Dataset entries:
☆ ☆ ☆ ☆

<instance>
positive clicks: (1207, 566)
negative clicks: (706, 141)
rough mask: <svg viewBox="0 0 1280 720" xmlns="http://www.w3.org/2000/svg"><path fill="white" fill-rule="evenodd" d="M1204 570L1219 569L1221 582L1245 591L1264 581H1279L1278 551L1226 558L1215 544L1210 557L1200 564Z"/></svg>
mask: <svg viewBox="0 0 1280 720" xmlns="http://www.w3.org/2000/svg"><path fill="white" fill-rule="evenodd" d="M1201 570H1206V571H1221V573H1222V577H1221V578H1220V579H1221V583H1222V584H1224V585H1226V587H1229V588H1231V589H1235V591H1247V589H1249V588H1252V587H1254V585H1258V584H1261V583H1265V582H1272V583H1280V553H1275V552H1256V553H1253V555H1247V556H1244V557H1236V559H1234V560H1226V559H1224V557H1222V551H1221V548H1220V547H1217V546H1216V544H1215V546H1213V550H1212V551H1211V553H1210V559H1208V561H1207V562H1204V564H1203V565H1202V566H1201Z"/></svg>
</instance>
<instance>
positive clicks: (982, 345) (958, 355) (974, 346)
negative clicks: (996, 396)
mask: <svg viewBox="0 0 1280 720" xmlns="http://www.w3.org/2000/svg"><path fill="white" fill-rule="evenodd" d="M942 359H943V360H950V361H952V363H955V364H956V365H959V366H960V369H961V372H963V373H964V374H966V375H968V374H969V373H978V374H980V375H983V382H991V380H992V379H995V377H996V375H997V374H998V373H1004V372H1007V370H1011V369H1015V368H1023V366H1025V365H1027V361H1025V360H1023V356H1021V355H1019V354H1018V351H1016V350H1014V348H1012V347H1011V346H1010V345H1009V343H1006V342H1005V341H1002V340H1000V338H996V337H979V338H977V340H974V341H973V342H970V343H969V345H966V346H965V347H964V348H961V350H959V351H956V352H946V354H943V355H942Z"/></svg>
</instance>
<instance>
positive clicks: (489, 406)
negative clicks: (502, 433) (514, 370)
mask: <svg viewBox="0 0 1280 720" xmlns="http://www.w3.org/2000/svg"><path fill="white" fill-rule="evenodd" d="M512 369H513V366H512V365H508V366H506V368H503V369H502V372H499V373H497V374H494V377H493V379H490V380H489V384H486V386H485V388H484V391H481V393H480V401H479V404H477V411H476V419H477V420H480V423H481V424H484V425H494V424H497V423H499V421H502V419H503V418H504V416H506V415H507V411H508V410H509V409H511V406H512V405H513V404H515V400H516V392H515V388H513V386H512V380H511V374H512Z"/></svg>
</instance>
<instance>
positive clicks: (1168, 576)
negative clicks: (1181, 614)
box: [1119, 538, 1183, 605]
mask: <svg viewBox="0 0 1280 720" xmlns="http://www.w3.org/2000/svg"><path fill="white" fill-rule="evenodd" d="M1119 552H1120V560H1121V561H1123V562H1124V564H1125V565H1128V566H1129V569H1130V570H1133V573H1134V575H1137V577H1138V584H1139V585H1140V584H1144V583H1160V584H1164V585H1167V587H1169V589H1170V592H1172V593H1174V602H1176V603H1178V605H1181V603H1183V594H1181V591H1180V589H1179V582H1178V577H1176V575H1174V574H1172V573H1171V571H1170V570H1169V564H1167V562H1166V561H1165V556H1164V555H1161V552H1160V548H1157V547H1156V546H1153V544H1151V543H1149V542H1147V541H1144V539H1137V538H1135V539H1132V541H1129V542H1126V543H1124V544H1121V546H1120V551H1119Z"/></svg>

☆ ☆ ☆ ☆

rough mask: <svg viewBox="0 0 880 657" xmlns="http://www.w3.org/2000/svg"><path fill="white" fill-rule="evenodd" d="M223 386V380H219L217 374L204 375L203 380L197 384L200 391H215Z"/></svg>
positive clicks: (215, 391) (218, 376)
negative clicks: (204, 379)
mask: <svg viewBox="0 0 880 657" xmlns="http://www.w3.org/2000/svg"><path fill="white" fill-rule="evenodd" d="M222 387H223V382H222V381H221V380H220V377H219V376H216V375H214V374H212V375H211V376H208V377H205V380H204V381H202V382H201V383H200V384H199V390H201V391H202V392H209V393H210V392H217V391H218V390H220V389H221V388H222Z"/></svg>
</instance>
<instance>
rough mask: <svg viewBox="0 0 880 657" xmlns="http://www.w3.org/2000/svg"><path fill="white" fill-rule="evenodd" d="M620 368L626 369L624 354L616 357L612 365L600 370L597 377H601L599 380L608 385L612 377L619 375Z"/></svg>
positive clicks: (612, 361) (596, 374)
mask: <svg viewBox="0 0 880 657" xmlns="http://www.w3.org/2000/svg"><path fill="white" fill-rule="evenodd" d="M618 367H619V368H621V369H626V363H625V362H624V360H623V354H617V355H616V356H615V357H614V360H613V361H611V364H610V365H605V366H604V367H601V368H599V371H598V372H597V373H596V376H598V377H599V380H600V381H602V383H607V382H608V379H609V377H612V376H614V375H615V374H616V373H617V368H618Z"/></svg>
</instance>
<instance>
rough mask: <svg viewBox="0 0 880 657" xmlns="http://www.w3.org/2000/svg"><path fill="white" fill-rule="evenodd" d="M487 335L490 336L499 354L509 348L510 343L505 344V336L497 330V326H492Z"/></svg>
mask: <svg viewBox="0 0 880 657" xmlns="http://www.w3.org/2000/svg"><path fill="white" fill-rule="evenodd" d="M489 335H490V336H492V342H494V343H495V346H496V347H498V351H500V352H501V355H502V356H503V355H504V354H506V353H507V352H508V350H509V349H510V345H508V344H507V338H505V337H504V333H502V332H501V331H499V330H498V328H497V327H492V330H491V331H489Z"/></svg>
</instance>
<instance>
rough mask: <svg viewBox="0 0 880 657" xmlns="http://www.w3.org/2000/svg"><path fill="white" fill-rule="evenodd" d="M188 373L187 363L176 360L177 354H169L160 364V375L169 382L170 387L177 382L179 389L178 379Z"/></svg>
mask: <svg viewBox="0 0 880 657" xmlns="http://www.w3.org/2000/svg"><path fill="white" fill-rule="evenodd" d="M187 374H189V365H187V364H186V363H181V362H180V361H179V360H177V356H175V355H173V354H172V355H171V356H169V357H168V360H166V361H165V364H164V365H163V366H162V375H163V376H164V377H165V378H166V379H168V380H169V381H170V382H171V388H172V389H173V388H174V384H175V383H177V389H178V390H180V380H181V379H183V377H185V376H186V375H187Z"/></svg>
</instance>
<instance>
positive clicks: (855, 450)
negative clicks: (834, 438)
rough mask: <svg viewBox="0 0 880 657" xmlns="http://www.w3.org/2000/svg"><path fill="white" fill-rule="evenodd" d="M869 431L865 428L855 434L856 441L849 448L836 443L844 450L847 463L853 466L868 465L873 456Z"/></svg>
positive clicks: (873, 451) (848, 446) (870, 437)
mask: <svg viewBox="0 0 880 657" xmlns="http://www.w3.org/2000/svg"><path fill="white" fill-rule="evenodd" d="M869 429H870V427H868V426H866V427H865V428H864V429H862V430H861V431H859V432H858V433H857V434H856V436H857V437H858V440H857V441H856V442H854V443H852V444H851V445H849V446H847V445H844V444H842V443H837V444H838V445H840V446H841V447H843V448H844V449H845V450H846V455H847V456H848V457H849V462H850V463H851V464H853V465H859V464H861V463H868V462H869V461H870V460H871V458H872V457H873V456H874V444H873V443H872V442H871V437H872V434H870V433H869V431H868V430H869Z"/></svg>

☆ ☆ ☆ ☆

Work required: Above are some lines. Repeat exactly, and only, those from the line that has "negative clicks: (706, 141)" through the line that has "negative clicks: (1181, 614)".

Solution for this problem:
negative clicks: (706, 141)
rough mask: <svg viewBox="0 0 1280 720" xmlns="http://www.w3.org/2000/svg"><path fill="white" fill-rule="evenodd" d="M1204 570L1219 569L1221 582L1245 591L1264 581H1279L1278 551L1226 558L1215 544L1210 557L1200 564Z"/></svg>
mask: <svg viewBox="0 0 1280 720" xmlns="http://www.w3.org/2000/svg"><path fill="white" fill-rule="evenodd" d="M1201 570H1206V571H1221V573H1222V577H1221V578H1220V579H1221V583H1222V584H1224V585H1226V587H1229V588H1231V589H1235V591H1247V589H1249V588H1252V587H1254V585H1258V584H1261V583H1265V582H1272V583H1280V553H1275V552H1256V553H1253V555H1247V556H1244V557H1236V559H1234V560H1226V559H1224V557H1222V551H1221V548H1220V547H1217V546H1216V544H1215V546H1213V550H1212V551H1211V553H1210V559H1208V561H1207V562H1204V564H1203V565H1202V566H1201Z"/></svg>
</instance>
<instance>
positive clicks: (982, 345) (958, 355) (974, 346)
negative clicks: (996, 396)
mask: <svg viewBox="0 0 1280 720" xmlns="http://www.w3.org/2000/svg"><path fill="white" fill-rule="evenodd" d="M942 359H943V360H950V361H952V363H955V364H956V365H959V366H960V369H961V372H963V373H964V374H966V375H968V374H969V373H978V374H980V375H983V382H991V380H992V379H995V377H996V375H997V374H998V373H1004V372H1007V370H1011V369H1015V368H1023V366H1025V365H1027V361H1025V360H1023V356H1021V355H1019V354H1018V351H1016V350H1014V348H1012V347H1011V346H1010V345H1009V343H1006V342H1005V341H1002V340H1000V338H996V337H979V338H977V340H974V341H973V342H970V343H969V345H966V346H965V347H964V348H961V350H959V351H956V352H946V354H943V355H942Z"/></svg>
</instance>
<instance>
positive clicks: (489, 406)
negative clicks: (502, 433) (514, 370)
mask: <svg viewBox="0 0 1280 720" xmlns="http://www.w3.org/2000/svg"><path fill="white" fill-rule="evenodd" d="M512 369H513V366H512V365H508V366H506V368H503V369H502V372H499V373H497V374H494V377H493V379H490V380H489V384H486V386H485V388H484V391H481V393H480V401H479V404H477V411H476V419H477V420H480V423H481V424H484V425H494V424H497V423H499V421H502V419H503V418H504V416H506V415H507V411H508V410H509V409H511V406H512V405H513V404H515V400H516V392H515V388H513V386H512V380H511V374H512Z"/></svg>
</instance>
<instance>
positive clicks: (1168, 576)
negative clicks: (1181, 614)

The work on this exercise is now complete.